# [YOUR GOAL]
Count the lines in the records below that contain the word "shorts", and give only that number.

======== EXTRACTED ENTRIES

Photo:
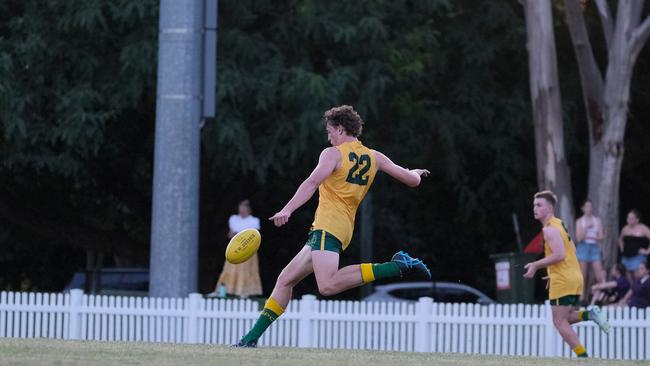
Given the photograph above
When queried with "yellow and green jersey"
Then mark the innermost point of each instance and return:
(342, 192)
(565, 276)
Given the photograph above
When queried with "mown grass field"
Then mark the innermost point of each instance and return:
(56, 352)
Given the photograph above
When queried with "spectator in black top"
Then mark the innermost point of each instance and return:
(639, 295)
(612, 291)
(634, 243)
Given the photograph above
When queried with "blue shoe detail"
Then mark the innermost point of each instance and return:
(242, 344)
(410, 266)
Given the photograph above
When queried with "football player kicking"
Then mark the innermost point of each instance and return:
(343, 176)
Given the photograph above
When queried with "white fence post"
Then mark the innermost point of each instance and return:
(74, 326)
(193, 318)
(423, 320)
(307, 305)
(550, 333)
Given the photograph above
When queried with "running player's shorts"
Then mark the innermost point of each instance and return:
(568, 300)
(322, 240)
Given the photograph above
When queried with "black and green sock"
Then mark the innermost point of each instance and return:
(583, 315)
(272, 310)
(580, 350)
(377, 271)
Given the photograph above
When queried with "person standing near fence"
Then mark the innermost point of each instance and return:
(343, 175)
(241, 279)
(565, 278)
(589, 233)
(634, 243)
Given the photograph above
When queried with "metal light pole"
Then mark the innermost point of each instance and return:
(175, 216)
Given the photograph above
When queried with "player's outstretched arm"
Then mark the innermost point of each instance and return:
(327, 162)
(554, 240)
(410, 177)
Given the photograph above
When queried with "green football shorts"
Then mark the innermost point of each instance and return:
(568, 300)
(322, 240)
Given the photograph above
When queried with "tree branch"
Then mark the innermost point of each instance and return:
(640, 37)
(606, 19)
(591, 77)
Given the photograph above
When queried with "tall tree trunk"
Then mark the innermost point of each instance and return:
(552, 167)
(606, 102)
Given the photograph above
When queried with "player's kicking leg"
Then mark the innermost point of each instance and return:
(332, 280)
(592, 313)
(299, 268)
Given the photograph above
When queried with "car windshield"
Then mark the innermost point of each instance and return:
(412, 293)
(439, 294)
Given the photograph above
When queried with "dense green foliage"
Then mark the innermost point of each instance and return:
(442, 85)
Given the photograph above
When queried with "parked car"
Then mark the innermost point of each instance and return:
(112, 281)
(439, 291)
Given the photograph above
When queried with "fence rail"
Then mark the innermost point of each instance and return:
(424, 326)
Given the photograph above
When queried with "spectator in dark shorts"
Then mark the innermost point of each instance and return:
(639, 295)
(612, 291)
(634, 243)
(589, 233)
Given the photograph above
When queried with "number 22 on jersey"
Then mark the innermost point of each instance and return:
(358, 174)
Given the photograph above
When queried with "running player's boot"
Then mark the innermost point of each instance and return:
(599, 318)
(409, 266)
(242, 344)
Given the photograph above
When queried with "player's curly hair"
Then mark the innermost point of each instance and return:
(548, 196)
(346, 117)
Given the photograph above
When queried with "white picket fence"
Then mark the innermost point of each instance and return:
(422, 327)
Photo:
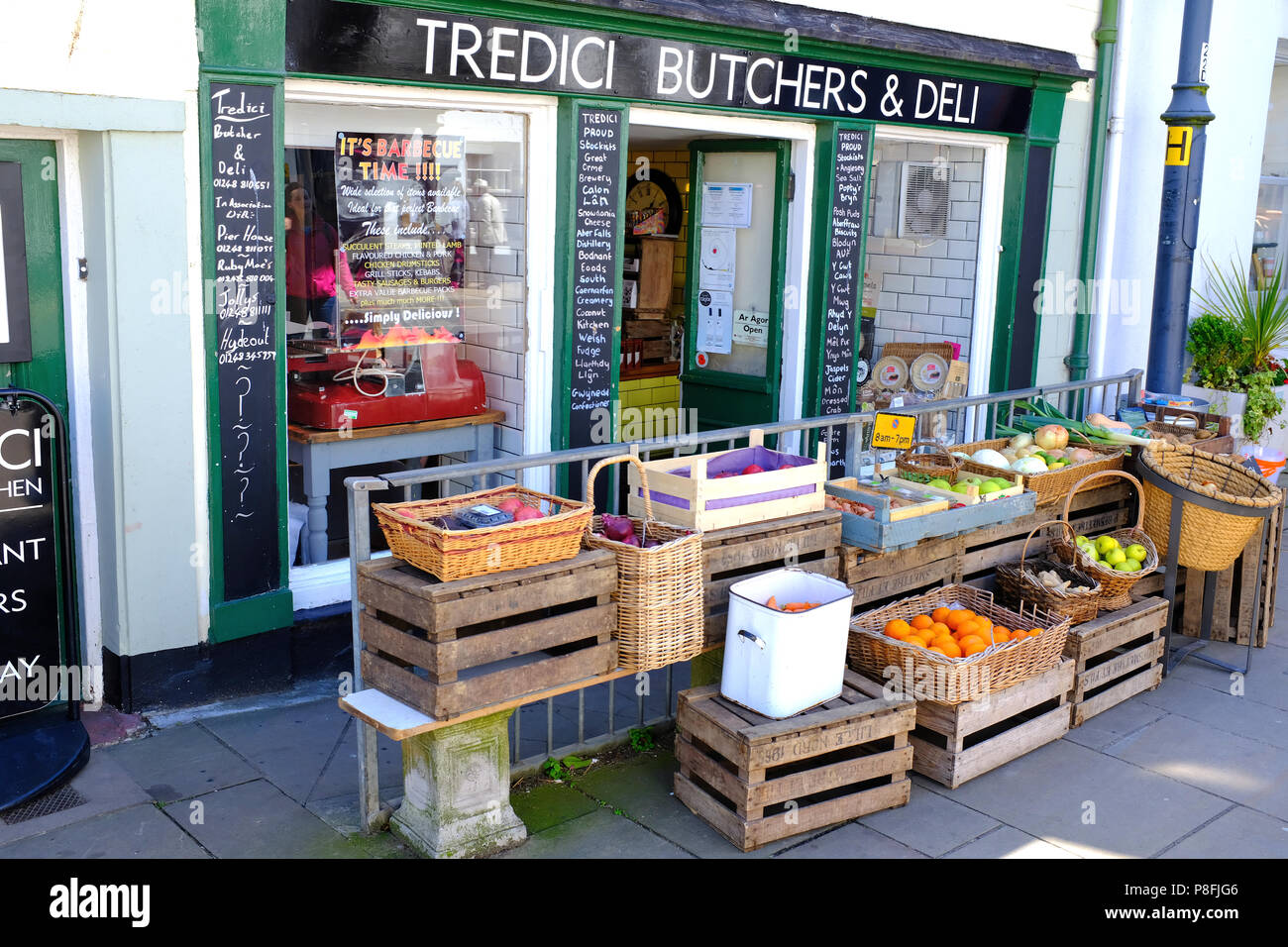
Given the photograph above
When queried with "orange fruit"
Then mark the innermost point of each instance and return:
(948, 646)
(897, 625)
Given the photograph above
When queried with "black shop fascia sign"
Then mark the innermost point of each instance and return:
(338, 38)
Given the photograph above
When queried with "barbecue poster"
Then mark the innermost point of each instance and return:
(402, 208)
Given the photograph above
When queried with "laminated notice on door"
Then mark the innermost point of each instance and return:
(893, 432)
(715, 321)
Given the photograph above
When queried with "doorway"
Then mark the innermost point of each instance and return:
(722, 343)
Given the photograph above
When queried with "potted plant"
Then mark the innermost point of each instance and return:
(1233, 344)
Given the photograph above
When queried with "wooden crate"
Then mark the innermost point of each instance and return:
(451, 647)
(756, 780)
(684, 493)
(1116, 656)
(810, 541)
(1233, 618)
(879, 579)
(957, 742)
(894, 528)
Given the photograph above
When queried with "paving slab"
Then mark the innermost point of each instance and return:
(1240, 832)
(643, 789)
(140, 831)
(291, 746)
(1116, 723)
(256, 819)
(1223, 763)
(851, 840)
(1006, 841)
(1266, 681)
(340, 776)
(103, 784)
(596, 835)
(930, 822)
(1090, 802)
(1237, 715)
(550, 802)
(179, 763)
(342, 812)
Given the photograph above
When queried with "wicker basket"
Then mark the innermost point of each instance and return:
(1211, 540)
(1018, 582)
(1050, 486)
(450, 554)
(956, 680)
(1115, 585)
(660, 591)
(939, 463)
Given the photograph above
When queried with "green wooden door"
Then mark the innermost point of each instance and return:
(735, 273)
(39, 240)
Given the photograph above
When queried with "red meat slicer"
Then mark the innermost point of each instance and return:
(385, 381)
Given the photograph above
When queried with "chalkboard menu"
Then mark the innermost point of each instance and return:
(593, 270)
(30, 634)
(245, 219)
(844, 292)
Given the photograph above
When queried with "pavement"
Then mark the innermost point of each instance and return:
(1188, 771)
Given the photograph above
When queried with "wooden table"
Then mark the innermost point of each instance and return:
(322, 451)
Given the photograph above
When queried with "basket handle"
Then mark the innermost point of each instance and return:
(954, 463)
(1024, 552)
(1140, 492)
(618, 459)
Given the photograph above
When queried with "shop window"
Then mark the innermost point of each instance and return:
(406, 275)
(1269, 236)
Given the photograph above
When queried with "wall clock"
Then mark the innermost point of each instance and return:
(653, 205)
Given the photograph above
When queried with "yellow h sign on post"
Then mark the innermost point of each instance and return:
(1179, 138)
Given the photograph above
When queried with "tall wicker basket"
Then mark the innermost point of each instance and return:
(660, 603)
(1116, 585)
(1211, 540)
(1018, 583)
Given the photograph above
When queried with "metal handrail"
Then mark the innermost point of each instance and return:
(360, 489)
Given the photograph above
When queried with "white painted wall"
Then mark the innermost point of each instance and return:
(116, 80)
(1065, 25)
(1243, 39)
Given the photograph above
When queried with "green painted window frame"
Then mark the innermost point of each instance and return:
(231, 51)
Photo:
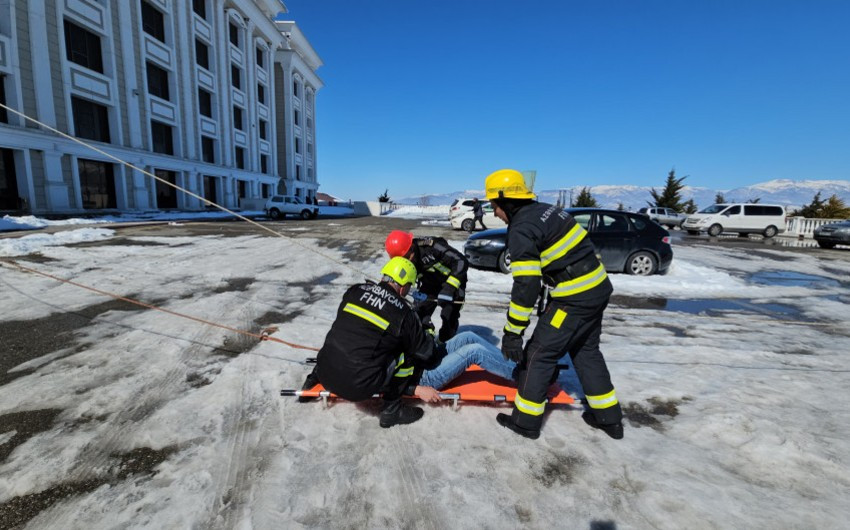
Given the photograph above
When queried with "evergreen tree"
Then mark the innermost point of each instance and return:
(669, 196)
(585, 200)
(811, 210)
(834, 208)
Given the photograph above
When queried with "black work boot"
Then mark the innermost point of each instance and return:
(395, 413)
(614, 430)
(505, 420)
(311, 381)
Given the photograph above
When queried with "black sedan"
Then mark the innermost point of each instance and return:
(833, 234)
(626, 242)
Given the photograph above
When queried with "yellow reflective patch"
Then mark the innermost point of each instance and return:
(558, 319)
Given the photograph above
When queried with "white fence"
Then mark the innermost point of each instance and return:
(804, 227)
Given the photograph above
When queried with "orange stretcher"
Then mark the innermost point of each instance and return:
(475, 384)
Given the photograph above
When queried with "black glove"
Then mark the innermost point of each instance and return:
(512, 347)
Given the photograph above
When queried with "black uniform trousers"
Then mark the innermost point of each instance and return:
(565, 327)
(451, 318)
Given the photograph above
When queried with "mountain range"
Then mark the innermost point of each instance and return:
(794, 193)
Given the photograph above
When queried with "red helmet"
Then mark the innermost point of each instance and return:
(398, 243)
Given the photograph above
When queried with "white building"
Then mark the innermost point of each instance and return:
(212, 95)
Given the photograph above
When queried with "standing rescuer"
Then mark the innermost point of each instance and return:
(546, 244)
(442, 275)
(377, 344)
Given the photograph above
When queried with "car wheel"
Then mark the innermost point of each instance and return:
(642, 263)
(505, 262)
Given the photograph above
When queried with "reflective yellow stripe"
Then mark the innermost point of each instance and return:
(580, 284)
(563, 245)
(365, 314)
(558, 319)
(520, 313)
(602, 402)
(526, 268)
(510, 328)
(439, 267)
(529, 407)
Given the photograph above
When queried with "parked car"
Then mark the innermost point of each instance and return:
(765, 219)
(833, 234)
(624, 241)
(664, 216)
(279, 206)
(462, 218)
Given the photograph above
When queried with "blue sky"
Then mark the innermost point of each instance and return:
(430, 97)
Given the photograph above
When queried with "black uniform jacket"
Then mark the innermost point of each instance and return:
(373, 328)
(439, 263)
(546, 244)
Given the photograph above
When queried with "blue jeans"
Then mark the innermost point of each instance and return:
(465, 349)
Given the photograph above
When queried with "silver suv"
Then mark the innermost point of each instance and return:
(664, 216)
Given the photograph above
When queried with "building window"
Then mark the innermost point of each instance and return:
(163, 140)
(166, 196)
(153, 21)
(83, 47)
(208, 149)
(97, 184)
(205, 103)
(4, 117)
(235, 78)
(260, 57)
(237, 119)
(157, 81)
(234, 34)
(91, 121)
(200, 7)
(202, 54)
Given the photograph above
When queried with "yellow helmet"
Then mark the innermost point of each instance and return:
(400, 270)
(506, 184)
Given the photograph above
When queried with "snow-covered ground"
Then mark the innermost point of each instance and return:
(732, 370)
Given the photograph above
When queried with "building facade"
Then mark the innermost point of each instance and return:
(215, 96)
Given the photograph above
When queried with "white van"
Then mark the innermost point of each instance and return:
(765, 219)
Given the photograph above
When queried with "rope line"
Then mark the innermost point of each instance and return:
(258, 336)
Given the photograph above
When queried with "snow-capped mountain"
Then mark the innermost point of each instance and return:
(787, 192)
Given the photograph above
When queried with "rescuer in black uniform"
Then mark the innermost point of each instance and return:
(546, 244)
(442, 276)
(376, 344)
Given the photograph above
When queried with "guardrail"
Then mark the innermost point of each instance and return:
(802, 227)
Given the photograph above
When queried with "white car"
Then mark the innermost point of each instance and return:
(279, 206)
(461, 217)
(765, 219)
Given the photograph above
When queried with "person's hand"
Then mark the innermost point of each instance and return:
(427, 394)
(512, 347)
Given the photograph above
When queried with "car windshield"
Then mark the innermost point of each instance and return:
(714, 208)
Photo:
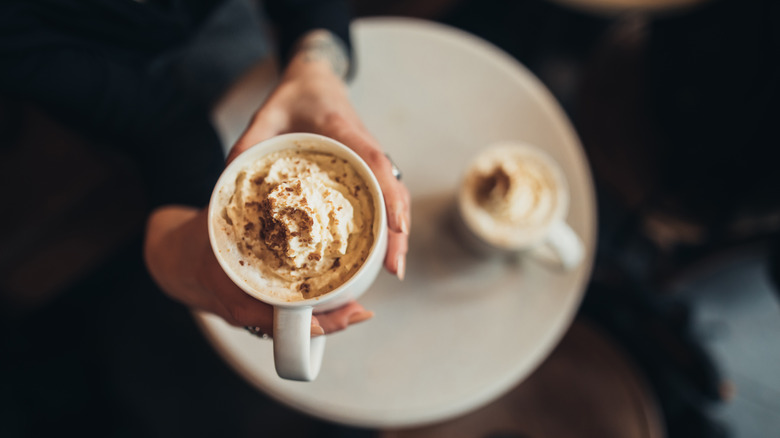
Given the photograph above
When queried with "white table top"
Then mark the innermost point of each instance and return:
(458, 332)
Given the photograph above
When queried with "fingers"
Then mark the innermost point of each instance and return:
(265, 124)
(396, 195)
(395, 259)
(341, 318)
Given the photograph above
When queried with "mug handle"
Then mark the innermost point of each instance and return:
(562, 247)
(297, 356)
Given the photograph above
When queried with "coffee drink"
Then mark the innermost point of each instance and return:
(511, 194)
(297, 223)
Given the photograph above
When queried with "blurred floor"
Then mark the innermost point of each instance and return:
(736, 311)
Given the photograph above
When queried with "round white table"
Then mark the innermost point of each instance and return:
(459, 331)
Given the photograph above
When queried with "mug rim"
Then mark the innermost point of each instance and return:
(285, 142)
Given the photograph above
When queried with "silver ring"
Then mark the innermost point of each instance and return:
(257, 332)
(396, 171)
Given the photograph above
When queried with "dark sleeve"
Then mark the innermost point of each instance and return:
(104, 92)
(293, 18)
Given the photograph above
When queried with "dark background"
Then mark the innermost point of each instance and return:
(676, 111)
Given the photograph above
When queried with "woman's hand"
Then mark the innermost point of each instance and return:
(180, 259)
(312, 97)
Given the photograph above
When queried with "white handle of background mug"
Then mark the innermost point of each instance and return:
(297, 355)
(562, 247)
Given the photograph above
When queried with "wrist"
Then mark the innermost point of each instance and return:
(322, 52)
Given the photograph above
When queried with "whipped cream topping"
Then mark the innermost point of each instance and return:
(303, 220)
(510, 195)
(516, 192)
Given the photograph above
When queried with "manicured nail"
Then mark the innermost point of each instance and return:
(360, 316)
(403, 224)
(400, 266)
(316, 329)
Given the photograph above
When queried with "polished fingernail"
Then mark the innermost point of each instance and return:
(360, 316)
(400, 266)
(401, 222)
(317, 330)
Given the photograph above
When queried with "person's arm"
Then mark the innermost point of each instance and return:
(311, 97)
(293, 19)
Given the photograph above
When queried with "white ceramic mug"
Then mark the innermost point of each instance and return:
(551, 240)
(298, 356)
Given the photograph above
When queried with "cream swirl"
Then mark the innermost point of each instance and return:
(304, 218)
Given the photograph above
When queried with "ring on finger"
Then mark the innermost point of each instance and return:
(257, 332)
(395, 170)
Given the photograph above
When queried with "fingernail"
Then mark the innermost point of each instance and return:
(360, 316)
(316, 329)
(403, 224)
(400, 266)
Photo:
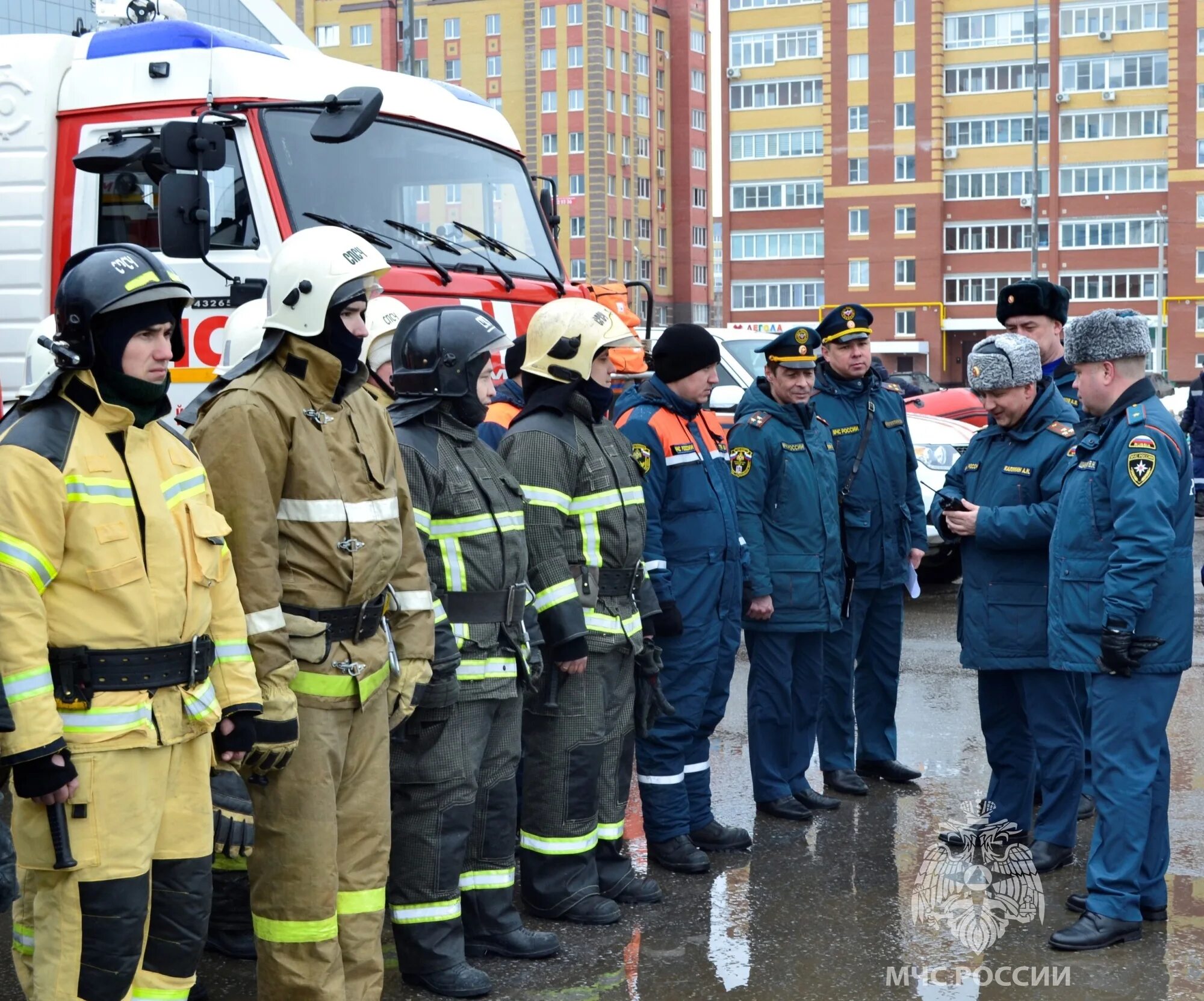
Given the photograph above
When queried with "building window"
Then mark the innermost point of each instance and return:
(777, 94)
(777, 194)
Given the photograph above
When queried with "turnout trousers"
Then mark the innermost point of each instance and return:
(322, 856)
(861, 681)
(1131, 848)
(455, 815)
(674, 762)
(786, 685)
(1031, 727)
(576, 781)
(129, 920)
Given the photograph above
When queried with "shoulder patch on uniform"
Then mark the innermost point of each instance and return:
(741, 461)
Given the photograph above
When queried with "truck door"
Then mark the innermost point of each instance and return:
(122, 206)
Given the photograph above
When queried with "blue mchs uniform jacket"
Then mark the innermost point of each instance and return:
(1016, 477)
(783, 463)
(1122, 550)
(682, 451)
(884, 515)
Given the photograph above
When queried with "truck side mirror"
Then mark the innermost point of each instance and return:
(185, 215)
(349, 114)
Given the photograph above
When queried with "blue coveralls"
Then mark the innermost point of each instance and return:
(693, 554)
(884, 519)
(783, 463)
(1028, 710)
(1122, 555)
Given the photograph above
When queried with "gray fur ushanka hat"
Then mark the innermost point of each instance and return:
(1107, 335)
(1004, 361)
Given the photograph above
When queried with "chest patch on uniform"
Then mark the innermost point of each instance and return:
(1141, 466)
(642, 455)
(741, 461)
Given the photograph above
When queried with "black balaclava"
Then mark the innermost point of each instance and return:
(469, 408)
(110, 335)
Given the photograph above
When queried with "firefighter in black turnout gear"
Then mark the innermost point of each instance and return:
(453, 763)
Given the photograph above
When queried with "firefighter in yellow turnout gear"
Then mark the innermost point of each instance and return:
(306, 470)
(125, 648)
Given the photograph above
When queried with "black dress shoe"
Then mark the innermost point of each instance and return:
(644, 890)
(721, 838)
(845, 780)
(1078, 902)
(459, 981)
(1048, 857)
(520, 944)
(678, 855)
(1095, 932)
(892, 770)
(788, 809)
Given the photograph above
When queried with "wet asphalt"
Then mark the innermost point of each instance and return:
(825, 910)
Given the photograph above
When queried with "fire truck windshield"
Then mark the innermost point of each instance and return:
(416, 175)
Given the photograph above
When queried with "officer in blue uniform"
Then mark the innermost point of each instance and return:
(1194, 425)
(884, 527)
(999, 502)
(693, 554)
(783, 463)
(1122, 613)
(1038, 309)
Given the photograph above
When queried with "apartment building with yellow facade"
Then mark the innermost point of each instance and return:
(882, 152)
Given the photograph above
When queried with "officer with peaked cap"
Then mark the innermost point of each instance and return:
(1122, 613)
(884, 530)
(999, 502)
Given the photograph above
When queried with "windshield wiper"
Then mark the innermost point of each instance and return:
(506, 250)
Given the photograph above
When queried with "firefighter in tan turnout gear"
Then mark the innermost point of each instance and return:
(586, 521)
(306, 470)
(123, 648)
(455, 799)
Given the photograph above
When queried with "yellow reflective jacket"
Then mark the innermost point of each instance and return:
(111, 547)
(308, 472)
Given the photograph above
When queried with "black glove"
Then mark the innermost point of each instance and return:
(234, 822)
(669, 621)
(1120, 651)
(241, 738)
(651, 702)
(42, 776)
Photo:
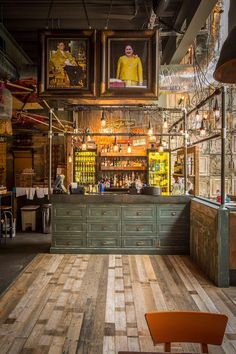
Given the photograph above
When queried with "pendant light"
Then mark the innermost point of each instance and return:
(160, 147)
(103, 119)
(165, 124)
(202, 128)
(129, 149)
(84, 145)
(216, 109)
(150, 130)
(5, 102)
(116, 147)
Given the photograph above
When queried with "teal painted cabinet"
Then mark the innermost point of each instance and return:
(120, 228)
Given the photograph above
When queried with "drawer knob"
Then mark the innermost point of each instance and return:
(106, 243)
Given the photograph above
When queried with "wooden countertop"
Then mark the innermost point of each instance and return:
(119, 199)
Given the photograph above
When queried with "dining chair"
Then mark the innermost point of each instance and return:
(186, 326)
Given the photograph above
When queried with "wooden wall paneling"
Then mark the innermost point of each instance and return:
(209, 240)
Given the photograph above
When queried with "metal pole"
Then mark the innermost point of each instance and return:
(185, 149)
(50, 153)
(223, 142)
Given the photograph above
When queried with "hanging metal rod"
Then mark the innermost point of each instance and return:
(199, 141)
(198, 106)
(202, 103)
(120, 134)
(122, 108)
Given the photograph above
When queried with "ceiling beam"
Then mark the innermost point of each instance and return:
(185, 12)
(198, 20)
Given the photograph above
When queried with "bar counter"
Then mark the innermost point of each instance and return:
(120, 223)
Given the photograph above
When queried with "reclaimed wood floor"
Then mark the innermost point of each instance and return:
(95, 304)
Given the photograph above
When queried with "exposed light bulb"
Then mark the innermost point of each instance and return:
(165, 124)
(84, 146)
(181, 129)
(164, 143)
(103, 120)
(116, 147)
(202, 129)
(150, 130)
(197, 116)
(216, 109)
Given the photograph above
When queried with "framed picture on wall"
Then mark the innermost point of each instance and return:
(129, 64)
(204, 165)
(68, 63)
(215, 186)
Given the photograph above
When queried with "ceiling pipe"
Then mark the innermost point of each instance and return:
(225, 70)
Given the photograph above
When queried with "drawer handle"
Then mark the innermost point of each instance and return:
(107, 243)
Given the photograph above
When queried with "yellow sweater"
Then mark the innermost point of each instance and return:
(130, 68)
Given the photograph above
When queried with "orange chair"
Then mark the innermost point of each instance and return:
(190, 327)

================

# [SOLUTION FOR THIS PROBLEM]
3